[O que fazer]:
[1] Responda com base no trecho selecionado:
(a) Onde se estava calculando a jogada, segundo a primeira frase?
(b) O que decidiu fazer o grupo de empresários insatisfeito com a baixa procura de luvas?
(c) Quem foram os primeiros a aderir à prática de andar de quatro apoios?
[2] Por favor, prossiga com o trecho selecionado a partir da última frase dele.

Estava calculando jogada no sofá: o quão danoso seria parar de fingir que comprei a estupidez da realização pessoal pela óptica de terceiros a fim de me dedicar a questões, que a mim, soam mais prementes? O que pode, inclusive, perpassar por me dedicar a questão nenhuma, se eu quiser.

Concluo que o covarde merece toda a desgraça que o acontece; inclusive a de desperdiçar a própria vida, como praxe, esporte e falta de criatividade.

Dos humanos: tiram-me o sossego e lentamente acorrentam-me. Ao me verem atada, abanam a mão em despedida e rumam.
Rumino eu.

⁠⁠Deus me fez bela e pobre para que eu pudesse assistir à minha lenta degradação física de mãos atadas a fim de fortalecer minhas qualidades morais.

⁠⁠Insatisfeitos com a baixa procura de luvas, um grupo de empresários decidiu contratar artistas para que, de agora em diante, só andassem de quatro apoios.
Os primeiros a aderir foram os adolescentes e todos passaram também a andar de quatro apoios. Depois, gradativamente a medida que a prática ganhava volume e bom apelo da crítica, foi a vez dos homens e mulheres muito copiosos dos outros e perdidos de si.

[Material]:
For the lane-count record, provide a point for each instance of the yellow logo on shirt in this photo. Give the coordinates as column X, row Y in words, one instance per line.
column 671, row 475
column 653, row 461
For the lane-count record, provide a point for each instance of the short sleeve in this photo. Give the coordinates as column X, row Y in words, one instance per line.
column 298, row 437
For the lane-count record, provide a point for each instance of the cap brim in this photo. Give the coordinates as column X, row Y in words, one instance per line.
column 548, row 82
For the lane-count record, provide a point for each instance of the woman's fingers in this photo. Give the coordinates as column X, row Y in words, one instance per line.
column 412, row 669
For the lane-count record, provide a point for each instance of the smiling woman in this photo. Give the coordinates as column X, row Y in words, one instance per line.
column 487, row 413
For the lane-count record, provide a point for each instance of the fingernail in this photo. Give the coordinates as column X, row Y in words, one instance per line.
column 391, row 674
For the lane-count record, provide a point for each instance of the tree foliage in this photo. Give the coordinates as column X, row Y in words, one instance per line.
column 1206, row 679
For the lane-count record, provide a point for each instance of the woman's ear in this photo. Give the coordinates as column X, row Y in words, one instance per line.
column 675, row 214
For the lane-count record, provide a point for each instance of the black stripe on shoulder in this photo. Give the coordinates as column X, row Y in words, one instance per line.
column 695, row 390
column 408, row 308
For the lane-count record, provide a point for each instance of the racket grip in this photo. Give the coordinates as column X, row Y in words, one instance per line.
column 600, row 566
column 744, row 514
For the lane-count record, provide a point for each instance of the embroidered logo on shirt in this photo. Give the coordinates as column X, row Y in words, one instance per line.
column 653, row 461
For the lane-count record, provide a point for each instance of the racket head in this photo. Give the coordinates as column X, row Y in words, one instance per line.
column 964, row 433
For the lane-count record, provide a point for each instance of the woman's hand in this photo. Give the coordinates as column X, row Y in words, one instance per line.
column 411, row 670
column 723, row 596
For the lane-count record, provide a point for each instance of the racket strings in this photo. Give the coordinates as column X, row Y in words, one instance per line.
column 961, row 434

[Respostas por tarefa]:
[1]
(a) No sofá.
(b) Contratar artistas para que, de agora em diante, só andassem de quatro apoios.
(c) Os adolescentes.

[2]
Preocupados em garantir que os demais fizessem o mesmo, os empresários trataram de procurar especialistas. Estes afirmaram: "os adolescentes enfim têm razão! Andar de quatro apoios não só previne problemas circulatórios como reduz o desgaste ósseo dos membros inferiores e, vejam vocês, auxilia na cognição graças ao maior aporte sanguíneo para o cérebro". A única precaução a ser tomada diz respeito ao imprescindível uso de luvas para proteger as mãos.
Não satisfeitos, os empresários foram também falar ao prefeito que a época já ensaiava o novo andar e, diziam, que também mugia em segredo. Em pouco tempo as crianças aprendiam a andar de quatro apoios nas escolas e nos Egrégios Tribunais era indecoroso caminhar de outra forma.
Aos poucos, os bípedes que restaram eram cabeceados às cadeias e hospícios.
Viveram assim até o dia em que a cidade foi varrida no mesmo evento geológico que apagou Macondo. Não obstante, ainda hoje se encontram quadrúpedes nas ruas.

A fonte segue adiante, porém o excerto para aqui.